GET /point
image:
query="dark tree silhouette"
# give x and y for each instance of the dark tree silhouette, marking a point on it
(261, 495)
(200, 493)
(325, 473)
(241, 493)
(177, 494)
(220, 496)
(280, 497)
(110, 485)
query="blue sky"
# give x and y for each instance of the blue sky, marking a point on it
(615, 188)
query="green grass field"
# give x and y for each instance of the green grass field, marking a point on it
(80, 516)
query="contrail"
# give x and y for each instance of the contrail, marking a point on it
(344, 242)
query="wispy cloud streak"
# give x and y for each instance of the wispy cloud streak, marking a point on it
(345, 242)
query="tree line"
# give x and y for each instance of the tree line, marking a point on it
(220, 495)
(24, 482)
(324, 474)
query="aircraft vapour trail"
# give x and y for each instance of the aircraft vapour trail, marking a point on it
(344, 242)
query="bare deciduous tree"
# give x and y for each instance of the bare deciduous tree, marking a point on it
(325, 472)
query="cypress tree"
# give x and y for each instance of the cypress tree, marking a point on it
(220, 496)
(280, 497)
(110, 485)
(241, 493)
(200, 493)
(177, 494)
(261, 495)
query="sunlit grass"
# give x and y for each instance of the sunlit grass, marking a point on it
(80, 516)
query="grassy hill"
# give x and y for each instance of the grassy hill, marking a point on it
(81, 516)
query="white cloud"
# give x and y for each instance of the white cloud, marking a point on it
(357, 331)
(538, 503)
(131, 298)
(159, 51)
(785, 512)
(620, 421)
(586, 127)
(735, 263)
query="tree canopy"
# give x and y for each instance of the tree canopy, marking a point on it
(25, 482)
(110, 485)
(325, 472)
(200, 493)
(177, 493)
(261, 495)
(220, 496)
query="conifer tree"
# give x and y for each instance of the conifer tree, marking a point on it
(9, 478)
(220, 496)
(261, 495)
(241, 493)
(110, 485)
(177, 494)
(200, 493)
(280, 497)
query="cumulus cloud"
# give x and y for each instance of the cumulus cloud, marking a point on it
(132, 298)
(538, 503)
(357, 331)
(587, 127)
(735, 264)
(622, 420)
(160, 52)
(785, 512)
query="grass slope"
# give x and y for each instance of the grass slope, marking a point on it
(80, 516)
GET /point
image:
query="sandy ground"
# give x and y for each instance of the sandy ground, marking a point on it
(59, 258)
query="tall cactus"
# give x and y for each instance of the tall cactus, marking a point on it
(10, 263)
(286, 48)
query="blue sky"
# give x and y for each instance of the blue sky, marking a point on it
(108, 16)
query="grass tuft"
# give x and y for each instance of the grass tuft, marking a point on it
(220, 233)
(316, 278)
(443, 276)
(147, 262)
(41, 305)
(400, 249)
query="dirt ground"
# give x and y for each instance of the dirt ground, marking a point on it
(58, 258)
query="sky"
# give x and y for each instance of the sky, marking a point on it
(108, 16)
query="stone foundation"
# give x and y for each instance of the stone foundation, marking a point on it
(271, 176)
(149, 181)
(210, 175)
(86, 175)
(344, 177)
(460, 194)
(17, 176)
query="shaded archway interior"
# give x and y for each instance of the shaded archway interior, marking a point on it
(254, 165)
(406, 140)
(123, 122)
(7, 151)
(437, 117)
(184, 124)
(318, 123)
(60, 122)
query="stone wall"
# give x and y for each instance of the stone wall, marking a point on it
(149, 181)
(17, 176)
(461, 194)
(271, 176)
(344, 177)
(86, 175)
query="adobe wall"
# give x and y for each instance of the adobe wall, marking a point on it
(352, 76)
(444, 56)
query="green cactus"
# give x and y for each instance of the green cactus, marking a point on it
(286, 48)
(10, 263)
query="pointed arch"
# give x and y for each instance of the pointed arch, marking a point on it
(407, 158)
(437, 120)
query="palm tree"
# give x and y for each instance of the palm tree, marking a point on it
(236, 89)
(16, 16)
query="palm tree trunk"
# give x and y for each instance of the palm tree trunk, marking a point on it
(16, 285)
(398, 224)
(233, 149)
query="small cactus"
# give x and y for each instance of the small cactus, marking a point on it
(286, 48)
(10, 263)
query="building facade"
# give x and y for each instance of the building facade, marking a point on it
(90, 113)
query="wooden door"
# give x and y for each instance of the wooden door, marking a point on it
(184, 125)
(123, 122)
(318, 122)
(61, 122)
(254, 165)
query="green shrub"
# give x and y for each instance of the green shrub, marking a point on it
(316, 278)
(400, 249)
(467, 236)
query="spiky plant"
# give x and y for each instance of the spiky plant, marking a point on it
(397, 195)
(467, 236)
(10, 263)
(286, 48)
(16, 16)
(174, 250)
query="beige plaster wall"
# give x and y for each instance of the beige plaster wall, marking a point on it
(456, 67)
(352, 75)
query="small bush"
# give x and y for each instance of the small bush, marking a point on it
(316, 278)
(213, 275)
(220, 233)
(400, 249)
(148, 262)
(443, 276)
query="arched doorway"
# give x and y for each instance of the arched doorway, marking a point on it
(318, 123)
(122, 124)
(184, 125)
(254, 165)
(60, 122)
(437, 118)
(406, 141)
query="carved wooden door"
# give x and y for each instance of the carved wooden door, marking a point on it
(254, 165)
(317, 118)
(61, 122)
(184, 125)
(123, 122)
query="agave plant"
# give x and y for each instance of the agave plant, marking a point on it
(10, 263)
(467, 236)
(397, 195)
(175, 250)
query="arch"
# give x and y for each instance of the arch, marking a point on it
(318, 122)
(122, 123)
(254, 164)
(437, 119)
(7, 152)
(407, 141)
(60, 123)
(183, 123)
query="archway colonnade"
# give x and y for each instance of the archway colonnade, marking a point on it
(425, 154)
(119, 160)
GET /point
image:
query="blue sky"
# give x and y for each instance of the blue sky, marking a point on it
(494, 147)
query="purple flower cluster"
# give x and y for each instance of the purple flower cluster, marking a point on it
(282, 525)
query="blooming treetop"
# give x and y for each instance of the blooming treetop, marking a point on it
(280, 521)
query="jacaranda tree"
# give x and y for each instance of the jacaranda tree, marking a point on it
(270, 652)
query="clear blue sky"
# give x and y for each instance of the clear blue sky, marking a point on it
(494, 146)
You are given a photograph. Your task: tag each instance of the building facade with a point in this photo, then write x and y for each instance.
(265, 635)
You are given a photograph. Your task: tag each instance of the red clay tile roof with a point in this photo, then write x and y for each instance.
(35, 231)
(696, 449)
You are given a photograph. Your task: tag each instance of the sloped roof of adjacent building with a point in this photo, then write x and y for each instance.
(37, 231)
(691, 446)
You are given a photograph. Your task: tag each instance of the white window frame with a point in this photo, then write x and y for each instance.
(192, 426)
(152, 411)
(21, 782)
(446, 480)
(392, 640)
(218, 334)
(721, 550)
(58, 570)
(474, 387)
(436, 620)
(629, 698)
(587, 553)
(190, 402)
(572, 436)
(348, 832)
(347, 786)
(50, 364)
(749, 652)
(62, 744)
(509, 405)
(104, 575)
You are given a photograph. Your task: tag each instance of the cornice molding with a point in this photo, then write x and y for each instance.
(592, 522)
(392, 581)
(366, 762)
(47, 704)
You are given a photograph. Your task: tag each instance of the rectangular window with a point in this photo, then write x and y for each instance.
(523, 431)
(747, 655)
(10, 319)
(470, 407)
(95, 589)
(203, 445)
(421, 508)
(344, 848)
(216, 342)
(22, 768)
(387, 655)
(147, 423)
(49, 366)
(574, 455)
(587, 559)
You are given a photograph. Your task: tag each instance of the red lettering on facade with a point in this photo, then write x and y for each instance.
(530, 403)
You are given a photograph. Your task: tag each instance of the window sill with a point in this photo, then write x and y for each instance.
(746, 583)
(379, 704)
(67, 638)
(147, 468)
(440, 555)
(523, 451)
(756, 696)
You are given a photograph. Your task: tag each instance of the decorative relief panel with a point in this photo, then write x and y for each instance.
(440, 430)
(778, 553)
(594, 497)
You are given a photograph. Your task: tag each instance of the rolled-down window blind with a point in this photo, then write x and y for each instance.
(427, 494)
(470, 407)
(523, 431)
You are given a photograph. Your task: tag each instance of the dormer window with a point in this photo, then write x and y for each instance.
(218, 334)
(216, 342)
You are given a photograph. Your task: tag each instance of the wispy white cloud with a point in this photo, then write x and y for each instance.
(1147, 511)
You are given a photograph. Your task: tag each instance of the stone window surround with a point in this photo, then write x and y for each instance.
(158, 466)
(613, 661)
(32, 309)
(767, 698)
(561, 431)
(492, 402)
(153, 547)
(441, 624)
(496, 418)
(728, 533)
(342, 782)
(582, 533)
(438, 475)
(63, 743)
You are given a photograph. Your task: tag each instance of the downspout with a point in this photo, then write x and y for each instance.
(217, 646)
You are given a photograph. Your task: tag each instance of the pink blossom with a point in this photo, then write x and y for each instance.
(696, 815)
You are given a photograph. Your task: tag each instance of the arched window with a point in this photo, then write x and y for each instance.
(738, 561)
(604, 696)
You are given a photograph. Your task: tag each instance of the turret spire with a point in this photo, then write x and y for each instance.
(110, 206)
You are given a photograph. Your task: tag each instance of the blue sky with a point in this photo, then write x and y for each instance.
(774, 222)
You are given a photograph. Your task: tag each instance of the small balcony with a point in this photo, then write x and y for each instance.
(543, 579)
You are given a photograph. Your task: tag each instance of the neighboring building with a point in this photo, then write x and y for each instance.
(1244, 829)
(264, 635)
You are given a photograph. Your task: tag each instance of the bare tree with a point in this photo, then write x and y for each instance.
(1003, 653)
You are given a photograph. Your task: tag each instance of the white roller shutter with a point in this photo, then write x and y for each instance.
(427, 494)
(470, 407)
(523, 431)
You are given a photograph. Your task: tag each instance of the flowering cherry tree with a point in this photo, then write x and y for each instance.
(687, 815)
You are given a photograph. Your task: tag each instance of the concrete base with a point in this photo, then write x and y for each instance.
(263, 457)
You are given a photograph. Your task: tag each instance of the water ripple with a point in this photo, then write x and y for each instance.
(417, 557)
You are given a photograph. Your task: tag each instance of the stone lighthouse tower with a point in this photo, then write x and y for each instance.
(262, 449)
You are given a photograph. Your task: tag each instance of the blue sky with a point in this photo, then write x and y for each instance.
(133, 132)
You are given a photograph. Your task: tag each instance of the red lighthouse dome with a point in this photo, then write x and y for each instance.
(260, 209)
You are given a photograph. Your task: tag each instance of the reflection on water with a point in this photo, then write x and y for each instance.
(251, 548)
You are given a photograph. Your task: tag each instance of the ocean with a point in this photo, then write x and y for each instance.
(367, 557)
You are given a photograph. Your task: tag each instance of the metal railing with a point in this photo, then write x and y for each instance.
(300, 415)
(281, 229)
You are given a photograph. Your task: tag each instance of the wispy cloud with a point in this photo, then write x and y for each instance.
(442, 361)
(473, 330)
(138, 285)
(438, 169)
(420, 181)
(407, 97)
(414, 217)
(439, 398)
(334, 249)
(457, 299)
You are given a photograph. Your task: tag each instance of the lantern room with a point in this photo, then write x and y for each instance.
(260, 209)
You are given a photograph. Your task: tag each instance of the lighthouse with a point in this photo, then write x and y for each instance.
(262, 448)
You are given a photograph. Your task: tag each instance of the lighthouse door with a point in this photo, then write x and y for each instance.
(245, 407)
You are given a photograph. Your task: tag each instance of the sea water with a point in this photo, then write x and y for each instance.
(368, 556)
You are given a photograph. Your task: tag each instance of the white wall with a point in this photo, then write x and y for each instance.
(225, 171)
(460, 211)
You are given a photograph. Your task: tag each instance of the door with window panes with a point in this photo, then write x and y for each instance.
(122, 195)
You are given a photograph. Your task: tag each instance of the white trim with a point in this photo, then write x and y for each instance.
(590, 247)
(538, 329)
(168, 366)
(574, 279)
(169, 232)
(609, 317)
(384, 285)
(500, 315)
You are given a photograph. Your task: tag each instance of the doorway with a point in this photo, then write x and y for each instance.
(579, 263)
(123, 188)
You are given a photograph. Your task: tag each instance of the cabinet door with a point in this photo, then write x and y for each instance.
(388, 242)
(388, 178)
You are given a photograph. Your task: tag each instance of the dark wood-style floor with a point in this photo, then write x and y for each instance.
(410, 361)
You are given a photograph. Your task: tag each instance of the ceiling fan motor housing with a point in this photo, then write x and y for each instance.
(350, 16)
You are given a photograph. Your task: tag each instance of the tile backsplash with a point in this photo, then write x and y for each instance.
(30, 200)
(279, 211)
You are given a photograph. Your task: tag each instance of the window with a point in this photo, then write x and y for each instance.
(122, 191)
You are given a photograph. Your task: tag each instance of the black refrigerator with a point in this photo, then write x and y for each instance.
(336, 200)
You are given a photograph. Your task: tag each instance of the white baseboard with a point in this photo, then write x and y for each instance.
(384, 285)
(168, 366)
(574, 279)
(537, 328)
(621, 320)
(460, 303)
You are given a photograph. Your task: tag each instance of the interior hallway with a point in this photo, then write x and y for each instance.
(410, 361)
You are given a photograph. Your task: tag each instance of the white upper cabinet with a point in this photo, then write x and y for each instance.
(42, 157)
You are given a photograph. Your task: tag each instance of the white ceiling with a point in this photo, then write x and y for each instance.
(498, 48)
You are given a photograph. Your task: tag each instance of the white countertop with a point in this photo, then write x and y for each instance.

+ + + +

Set down, word for word, only the lines running from the line with "the window with" to the last line of the listing above. Both of those lines belong in your answer.

You are given a photograph. Your task: tag each instance of the window with a point in this photo, then write x and y for each instance.
(122, 191)
You are given a photograph. Your task: tag each instance of the black refrigerator with a point in this photo, then write x and y for each instance.
(336, 200)
You are given a photograph. Your task: tag each instance of the white baseboard with a point in this photo, then write x and y for each instance.
(384, 285)
(168, 366)
(574, 279)
(537, 328)
(621, 320)
(460, 303)
You are given a photograph. Your task: tag each instance of the interior hallway with a point in this photo, then write x and y for each instance.
(410, 361)
You are given a photograph. Your task: tag each instance of the white upper cabinet with a point in this photo, then write x and y for each instance.
(42, 157)
You are given a photograph. Your task: tag each instance of the white ceiling with a point in this photo, then write x and y for each instance.
(498, 48)
You are given a photograph. Your task: tag each instance of the white countertop with a point in this photo, then write x and y for each instance.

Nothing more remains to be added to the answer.